The request: Locate every line in the records below that contains the word "electrical" and copy each of those lines.
-- Start Given entries --
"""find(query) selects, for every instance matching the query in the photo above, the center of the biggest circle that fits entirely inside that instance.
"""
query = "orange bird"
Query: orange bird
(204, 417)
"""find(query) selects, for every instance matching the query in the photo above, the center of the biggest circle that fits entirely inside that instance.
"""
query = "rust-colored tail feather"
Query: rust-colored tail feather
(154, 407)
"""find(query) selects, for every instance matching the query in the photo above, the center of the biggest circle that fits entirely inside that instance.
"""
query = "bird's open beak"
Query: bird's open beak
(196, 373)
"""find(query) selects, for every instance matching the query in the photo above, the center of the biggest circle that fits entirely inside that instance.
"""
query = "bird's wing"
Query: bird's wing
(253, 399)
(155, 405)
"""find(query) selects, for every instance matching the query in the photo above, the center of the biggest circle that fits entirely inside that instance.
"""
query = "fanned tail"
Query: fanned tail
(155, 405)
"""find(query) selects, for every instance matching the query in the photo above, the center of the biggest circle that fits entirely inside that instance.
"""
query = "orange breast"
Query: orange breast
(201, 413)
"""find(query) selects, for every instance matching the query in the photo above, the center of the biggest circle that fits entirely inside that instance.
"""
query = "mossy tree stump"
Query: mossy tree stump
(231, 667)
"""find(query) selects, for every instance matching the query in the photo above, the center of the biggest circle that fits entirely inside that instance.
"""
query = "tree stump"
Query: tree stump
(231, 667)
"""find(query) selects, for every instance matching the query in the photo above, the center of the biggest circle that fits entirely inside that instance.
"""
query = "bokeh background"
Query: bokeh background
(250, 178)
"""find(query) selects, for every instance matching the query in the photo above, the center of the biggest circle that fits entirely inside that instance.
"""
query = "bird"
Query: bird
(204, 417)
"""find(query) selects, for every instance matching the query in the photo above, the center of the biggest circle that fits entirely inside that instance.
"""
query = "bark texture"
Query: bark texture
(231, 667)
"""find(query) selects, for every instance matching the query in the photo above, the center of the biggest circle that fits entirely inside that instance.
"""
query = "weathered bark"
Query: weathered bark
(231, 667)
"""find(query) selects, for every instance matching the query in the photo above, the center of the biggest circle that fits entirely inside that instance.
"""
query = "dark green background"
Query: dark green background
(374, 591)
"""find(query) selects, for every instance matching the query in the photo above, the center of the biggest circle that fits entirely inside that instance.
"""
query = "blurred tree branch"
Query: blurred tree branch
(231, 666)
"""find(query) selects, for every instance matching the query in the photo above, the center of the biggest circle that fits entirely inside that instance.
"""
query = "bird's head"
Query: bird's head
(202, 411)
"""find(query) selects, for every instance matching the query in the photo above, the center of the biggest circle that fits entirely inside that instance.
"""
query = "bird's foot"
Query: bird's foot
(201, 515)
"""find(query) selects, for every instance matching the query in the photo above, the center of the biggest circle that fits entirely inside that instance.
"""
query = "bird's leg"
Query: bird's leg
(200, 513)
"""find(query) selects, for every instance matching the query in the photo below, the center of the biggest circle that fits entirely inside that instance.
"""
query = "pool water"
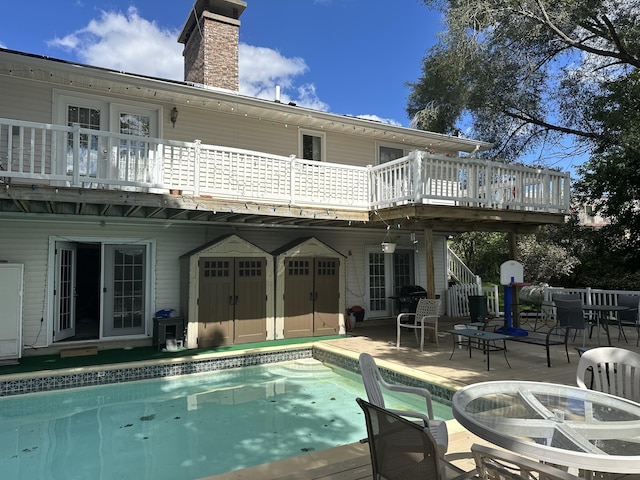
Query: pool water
(185, 427)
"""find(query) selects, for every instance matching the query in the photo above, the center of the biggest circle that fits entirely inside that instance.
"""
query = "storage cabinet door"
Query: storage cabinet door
(215, 302)
(250, 300)
(298, 298)
(327, 297)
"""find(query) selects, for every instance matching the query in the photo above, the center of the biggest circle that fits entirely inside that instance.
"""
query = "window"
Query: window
(388, 154)
(312, 146)
(85, 117)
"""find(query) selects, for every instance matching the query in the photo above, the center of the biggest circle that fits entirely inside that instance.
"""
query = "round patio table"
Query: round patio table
(563, 425)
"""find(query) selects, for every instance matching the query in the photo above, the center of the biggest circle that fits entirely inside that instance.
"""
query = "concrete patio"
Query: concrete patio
(528, 362)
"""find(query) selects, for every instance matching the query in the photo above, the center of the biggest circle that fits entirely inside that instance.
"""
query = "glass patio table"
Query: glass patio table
(570, 426)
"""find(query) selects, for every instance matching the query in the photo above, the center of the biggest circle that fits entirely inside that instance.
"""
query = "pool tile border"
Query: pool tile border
(108, 374)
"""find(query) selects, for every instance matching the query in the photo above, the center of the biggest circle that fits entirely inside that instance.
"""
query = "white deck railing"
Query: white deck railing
(462, 181)
(74, 156)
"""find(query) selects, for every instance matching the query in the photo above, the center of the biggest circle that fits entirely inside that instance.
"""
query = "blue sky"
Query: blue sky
(351, 57)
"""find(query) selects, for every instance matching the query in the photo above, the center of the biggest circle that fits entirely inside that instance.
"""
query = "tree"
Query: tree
(522, 74)
(610, 179)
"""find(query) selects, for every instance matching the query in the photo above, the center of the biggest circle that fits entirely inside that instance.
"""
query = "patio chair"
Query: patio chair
(401, 449)
(494, 464)
(614, 370)
(373, 385)
(424, 318)
(570, 316)
(628, 317)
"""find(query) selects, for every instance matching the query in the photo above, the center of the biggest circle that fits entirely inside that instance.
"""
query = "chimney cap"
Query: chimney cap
(231, 9)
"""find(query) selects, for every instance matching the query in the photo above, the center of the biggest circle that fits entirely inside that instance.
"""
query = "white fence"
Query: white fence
(458, 302)
(458, 299)
(80, 157)
(441, 180)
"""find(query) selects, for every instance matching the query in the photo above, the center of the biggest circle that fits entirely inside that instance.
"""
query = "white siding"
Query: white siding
(27, 242)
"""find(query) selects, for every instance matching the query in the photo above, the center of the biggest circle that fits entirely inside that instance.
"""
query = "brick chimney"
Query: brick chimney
(210, 37)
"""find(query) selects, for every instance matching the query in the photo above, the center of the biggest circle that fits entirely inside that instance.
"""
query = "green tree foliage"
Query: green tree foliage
(610, 179)
(522, 74)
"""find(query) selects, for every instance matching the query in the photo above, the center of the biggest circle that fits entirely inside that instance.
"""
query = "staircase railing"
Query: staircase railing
(459, 270)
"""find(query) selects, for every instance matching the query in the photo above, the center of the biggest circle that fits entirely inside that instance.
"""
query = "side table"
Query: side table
(483, 338)
(170, 327)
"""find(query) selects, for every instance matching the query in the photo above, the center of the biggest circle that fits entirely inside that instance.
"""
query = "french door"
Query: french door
(386, 273)
(124, 292)
(123, 281)
(65, 290)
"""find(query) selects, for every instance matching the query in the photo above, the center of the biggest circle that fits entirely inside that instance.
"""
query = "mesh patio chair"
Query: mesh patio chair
(374, 385)
(614, 370)
(570, 316)
(403, 450)
(494, 464)
(628, 317)
(424, 318)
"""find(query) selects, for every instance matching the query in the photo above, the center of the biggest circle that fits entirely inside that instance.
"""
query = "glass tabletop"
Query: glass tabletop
(561, 424)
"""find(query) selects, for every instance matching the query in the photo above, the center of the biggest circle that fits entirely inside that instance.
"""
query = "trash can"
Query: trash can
(478, 310)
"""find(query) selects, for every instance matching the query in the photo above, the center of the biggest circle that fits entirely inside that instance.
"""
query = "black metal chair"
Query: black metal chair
(403, 450)
(628, 317)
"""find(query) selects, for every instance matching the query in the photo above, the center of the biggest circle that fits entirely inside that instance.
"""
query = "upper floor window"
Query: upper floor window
(387, 154)
(312, 146)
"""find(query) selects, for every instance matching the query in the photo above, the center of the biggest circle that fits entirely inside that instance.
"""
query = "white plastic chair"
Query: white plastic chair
(424, 318)
(494, 464)
(629, 317)
(615, 371)
(373, 385)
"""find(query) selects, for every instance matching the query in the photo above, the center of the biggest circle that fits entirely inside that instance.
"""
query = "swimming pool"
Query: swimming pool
(184, 427)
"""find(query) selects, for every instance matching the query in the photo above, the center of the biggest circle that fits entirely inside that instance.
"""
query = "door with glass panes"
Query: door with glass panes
(386, 274)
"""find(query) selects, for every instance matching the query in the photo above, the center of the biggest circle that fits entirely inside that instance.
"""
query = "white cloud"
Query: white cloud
(376, 118)
(130, 43)
(127, 43)
(262, 69)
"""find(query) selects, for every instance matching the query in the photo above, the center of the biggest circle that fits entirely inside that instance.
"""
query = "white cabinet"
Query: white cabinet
(11, 275)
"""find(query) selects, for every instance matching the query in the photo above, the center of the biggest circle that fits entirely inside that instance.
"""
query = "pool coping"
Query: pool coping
(86, 376)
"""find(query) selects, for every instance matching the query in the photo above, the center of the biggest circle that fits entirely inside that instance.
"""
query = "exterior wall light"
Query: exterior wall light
(173, 116)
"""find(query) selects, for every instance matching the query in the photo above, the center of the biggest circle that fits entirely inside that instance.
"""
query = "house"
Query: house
(114, 184)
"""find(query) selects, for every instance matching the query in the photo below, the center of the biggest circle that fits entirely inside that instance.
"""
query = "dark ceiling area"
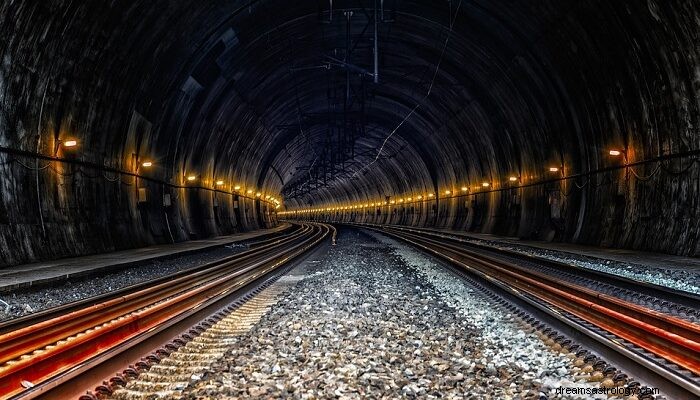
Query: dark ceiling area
(323, 103)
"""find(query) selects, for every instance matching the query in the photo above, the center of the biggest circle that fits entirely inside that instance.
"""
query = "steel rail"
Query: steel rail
(670, 294)
(668, 337)
(32, 319)
(43, 351)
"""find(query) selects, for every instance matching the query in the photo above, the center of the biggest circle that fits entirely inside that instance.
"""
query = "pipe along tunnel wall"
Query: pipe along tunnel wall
(469, 92)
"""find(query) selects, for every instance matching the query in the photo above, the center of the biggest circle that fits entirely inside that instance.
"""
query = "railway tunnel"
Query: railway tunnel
(568, 131)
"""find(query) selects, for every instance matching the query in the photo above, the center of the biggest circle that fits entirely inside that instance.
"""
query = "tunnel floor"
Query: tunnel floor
(367, 321)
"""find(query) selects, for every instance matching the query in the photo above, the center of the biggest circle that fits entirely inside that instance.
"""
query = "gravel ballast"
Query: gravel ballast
(376, 319)
(27, 301)
(675, 278)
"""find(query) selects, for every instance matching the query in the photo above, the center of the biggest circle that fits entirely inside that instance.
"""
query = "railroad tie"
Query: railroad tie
(174, 373)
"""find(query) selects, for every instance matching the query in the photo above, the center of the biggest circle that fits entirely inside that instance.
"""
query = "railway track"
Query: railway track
(661, 348)
(50, 354)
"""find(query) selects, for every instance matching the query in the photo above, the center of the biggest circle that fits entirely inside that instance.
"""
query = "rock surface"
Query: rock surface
(378, 320)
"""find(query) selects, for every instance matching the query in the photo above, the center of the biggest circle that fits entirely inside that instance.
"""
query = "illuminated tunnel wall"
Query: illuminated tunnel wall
(469, 92)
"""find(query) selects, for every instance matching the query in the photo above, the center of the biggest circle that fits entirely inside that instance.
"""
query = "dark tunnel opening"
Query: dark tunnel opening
(124, 124)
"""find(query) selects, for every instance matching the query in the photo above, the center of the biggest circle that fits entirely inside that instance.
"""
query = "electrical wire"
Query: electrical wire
(28, 167)
(682, 170)
(645, 178)
(430, 89)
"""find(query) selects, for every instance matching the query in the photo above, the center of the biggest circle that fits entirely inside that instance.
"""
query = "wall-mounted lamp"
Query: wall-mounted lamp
(617, 153)
(68, 143)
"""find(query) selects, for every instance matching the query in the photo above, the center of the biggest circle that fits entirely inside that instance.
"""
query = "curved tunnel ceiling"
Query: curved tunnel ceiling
(266, 93)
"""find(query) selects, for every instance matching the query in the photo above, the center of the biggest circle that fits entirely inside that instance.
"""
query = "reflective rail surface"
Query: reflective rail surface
(667, 337)
(42, 351)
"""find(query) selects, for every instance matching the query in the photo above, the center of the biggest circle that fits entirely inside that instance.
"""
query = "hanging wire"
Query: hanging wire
(645, 178)
(682, 171)
(29, 167)
(418, 104)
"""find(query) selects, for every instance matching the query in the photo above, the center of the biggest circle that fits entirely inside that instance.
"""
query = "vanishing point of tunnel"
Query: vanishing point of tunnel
(567, 128)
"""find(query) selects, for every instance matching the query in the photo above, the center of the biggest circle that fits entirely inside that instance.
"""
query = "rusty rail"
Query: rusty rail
(673, 339)
(42, 351)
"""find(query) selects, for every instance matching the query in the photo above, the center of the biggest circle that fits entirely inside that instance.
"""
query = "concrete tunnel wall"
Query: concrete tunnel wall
(202, 89)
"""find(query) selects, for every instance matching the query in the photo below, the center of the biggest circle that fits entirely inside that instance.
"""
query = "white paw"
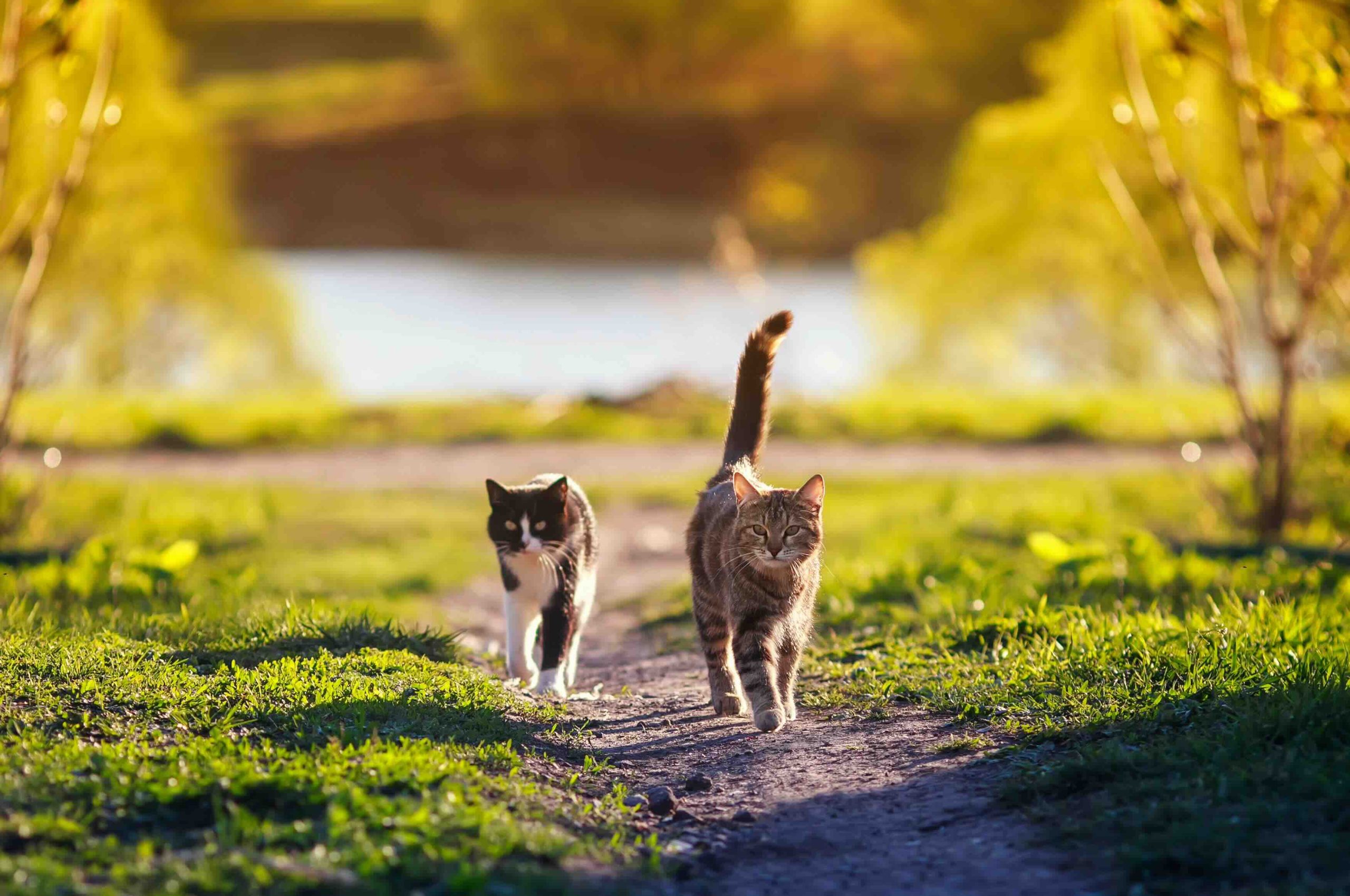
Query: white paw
(550, 683)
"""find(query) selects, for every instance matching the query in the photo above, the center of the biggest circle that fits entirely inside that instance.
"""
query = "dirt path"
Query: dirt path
(842, 806)
(457, 466)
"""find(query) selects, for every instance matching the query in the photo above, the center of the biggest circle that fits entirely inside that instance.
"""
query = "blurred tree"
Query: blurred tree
(1219, 219)
(148, 284)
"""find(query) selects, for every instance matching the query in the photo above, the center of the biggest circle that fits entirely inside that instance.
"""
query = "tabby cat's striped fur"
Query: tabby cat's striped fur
(754, 554)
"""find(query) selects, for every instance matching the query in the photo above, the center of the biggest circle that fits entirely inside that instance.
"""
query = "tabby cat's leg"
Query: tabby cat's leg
(716, 636)
(789, 659)
(755, 647)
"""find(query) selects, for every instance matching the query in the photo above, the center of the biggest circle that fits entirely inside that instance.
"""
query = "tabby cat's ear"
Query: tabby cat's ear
(744, 487)
(813, 493)
(560, 490)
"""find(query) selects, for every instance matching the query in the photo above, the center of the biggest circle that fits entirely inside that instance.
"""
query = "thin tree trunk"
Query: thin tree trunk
(45, 233)
(1275, 512)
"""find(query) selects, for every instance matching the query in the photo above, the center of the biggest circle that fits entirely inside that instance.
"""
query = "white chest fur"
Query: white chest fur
(538, 579)
(538, 582)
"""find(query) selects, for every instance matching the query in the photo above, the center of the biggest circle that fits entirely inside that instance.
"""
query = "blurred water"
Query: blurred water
(403, 323)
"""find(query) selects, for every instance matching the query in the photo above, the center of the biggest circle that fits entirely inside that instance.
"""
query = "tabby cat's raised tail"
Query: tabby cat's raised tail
(750, 409)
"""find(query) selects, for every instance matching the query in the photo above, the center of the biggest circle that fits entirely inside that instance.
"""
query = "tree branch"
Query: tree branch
(1268, 204)
(1197, 226)
(1233, 227)
(45, 234)
(1165, 291)
(8, 75)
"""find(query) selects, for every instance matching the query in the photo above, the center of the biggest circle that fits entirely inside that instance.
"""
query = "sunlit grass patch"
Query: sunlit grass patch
(226, 759)
(1185, 709)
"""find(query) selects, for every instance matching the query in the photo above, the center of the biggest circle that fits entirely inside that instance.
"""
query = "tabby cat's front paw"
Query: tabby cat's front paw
(551, 683)
(727, 705)
(770, 720)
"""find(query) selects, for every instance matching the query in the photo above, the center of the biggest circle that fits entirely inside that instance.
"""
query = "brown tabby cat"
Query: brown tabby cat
(754, 552)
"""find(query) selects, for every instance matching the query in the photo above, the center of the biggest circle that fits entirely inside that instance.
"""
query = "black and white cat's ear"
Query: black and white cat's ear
(744, 487)
(813, 493)
(560, 490)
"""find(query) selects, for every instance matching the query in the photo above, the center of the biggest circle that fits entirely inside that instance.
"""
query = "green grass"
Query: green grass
(1178, 701)
(170, 722)
(1140, 415)
(1153, 687)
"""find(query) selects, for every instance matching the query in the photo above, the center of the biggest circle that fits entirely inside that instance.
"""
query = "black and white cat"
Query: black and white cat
(544, 533)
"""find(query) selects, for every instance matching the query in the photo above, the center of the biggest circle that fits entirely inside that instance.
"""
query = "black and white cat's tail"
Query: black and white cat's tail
(750, 409)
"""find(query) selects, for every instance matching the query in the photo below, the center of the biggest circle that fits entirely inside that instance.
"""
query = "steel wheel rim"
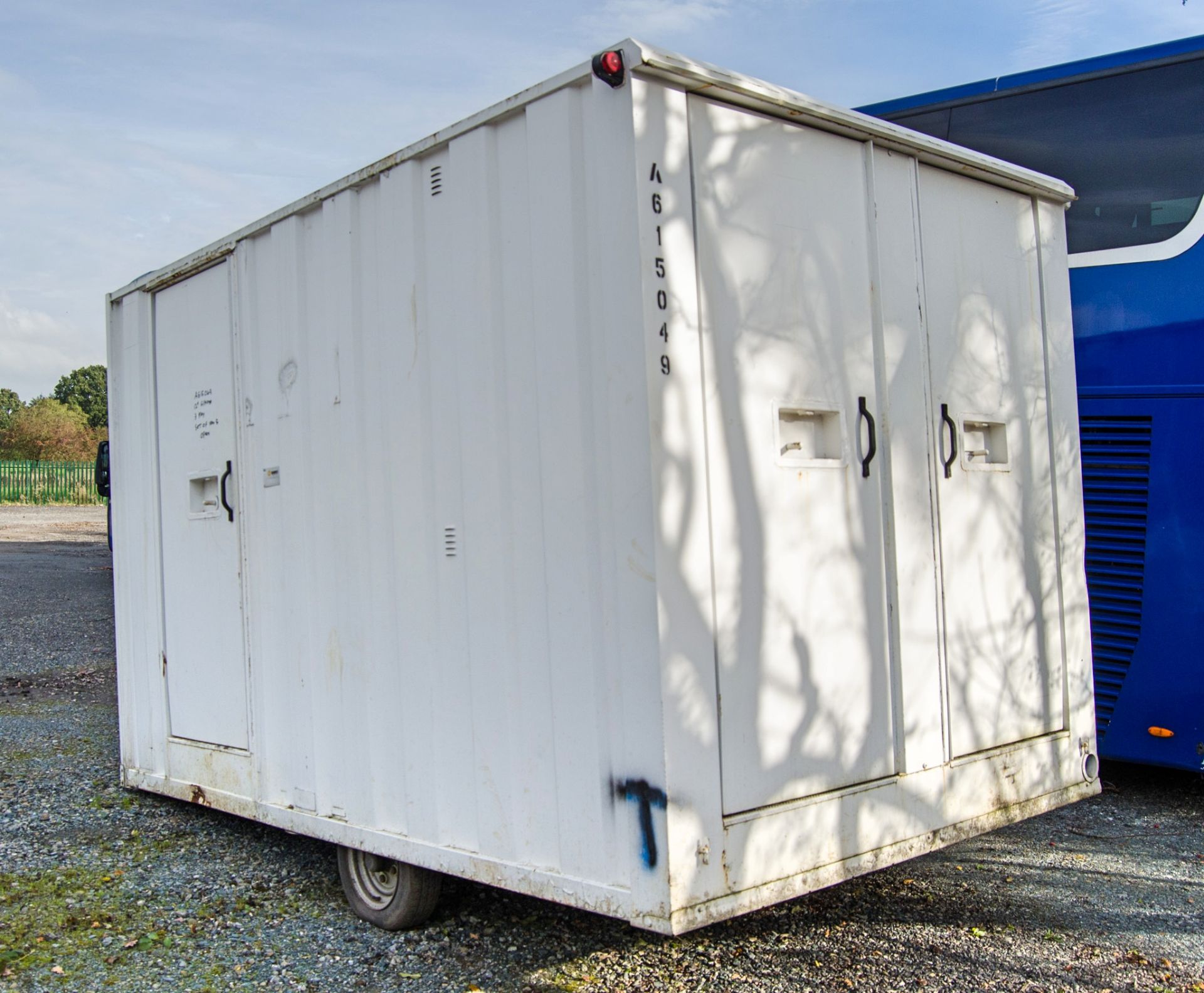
-- End Given entries --
Final result:
query = "electrical wire"
Query: electrical wire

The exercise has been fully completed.